SOURCE PASSAGE —
>> begin

Show that if there are $4$ points and $3$ of them are on a circle, then the last point has to be on the circle if......

Question

So I have a problem I have been working on. I am trying to show that if I have $4$ points and $3$ of them are on a circle. Then the last point has to be on the circle if we say that the sum of distances from all the points are equal.

What I tried to use coordinate geometry but I do not see a nice way to do it. If we have the 3 points on a circle $a=(x_1,y_1),b=(x_2,y_2),c=(x_2,y_2)$ and the last point $d=(x_4,y_4)$ then we center the circle at $(0,0)$ and for simplicity set $r=1$ so we get

$$x_1^2+y_1^2=1$$

$$x_2^2+y_2^2=1$$

$$x_3^2+y_3^2=1$$

Now we can use this to simplify the distances from each point

$$|ab|=\sqrt{2(1-x_1x_2-y_1y_2)}$$

$$|ac|=\sqrt{2(1-x_1x_3-y_1y_3)}$$

$$|bc|=\sqrt{2(1-x_2x_3-y_2y_3)}$$

$$|ad|=\sqrt{1+x_4^2+y_4^2+2(-x_1x_4-y_1y_4)}$$

$$|cd|=\sqrt{1+x_4^2+y_4^2+2(-x_3x_4-y_3y_4)}$$

$$|bd|=\sqrt{1+x_4^2+y_4^2+2(-x_2x_4-y_2y_4)}$$

Now we also know that $|ab|+|ac|+|ad|=|ab|+|bc|+|bd|=|ac|+|bc|+|bd|=|ad|+|cd|+|bd|$ from the fact that the sum of distances is equal.

>> end

ENTRIES PROVIDED —

>> begin

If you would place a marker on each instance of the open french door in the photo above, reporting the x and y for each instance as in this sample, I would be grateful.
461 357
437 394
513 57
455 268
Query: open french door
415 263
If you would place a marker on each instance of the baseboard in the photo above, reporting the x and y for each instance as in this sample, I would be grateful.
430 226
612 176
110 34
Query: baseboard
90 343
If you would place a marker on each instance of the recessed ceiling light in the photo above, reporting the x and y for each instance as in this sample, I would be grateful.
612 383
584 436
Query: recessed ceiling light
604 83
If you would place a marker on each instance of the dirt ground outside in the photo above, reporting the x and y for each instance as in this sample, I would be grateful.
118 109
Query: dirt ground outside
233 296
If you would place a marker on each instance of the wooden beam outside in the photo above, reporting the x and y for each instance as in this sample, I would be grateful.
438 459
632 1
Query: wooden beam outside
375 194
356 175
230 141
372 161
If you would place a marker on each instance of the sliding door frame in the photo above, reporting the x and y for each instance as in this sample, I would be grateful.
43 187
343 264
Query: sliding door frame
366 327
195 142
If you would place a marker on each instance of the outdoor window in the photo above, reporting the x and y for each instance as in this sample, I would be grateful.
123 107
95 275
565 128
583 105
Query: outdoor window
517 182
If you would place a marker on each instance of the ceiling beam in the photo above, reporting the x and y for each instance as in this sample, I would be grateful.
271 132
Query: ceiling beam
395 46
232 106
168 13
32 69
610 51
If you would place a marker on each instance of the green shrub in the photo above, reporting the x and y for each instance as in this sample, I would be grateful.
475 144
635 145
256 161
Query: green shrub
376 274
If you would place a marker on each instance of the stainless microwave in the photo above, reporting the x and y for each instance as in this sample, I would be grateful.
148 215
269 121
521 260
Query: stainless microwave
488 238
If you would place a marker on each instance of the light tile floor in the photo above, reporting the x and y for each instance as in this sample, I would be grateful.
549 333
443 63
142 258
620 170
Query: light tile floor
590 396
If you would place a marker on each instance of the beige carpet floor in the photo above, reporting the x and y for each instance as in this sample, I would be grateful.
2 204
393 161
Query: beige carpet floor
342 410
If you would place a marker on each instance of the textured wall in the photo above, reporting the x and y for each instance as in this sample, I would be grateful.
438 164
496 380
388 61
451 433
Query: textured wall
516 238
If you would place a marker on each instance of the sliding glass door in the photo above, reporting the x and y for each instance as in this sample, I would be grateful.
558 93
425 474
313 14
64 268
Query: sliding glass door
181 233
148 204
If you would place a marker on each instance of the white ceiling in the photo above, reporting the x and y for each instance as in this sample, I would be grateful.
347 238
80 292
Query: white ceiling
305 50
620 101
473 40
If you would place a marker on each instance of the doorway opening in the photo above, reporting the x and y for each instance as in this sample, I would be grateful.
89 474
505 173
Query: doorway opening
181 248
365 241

>> end

COMPLETE THE FOLLOWING —
(1) Decide whether each statement below agrees with the circle post. Answer yes or no for each and quote the deciding words from the post. (a) The poster centers the circle at the origin and takes its radius to be 1. (b) The poster has found a neat coordinate-geometry approach. (c) The condition on the fourth point is that the sums of distances from all the points are equal.
(2) Set down the stretch of the circle post that begins at the words "So I have a" and stops after "points are equal.". Reproduce every character of it.

RESPONSES FOR EACH TASK —
(1)
(a) Yes: "then we center the circle at $(0,0)$ and for simplicity set $r=1$"
(b) No: "I do not see a nice way to do it"
(c) Yes: "if we say that the sum of distances from all the points are equal"

(2)
So I have a problem I have been working on. I am trying to show that if I have $4$ points and $3$ of them are on a circle. Then the last point has to be on the circle if we say that the sum of distances from all the points are equal.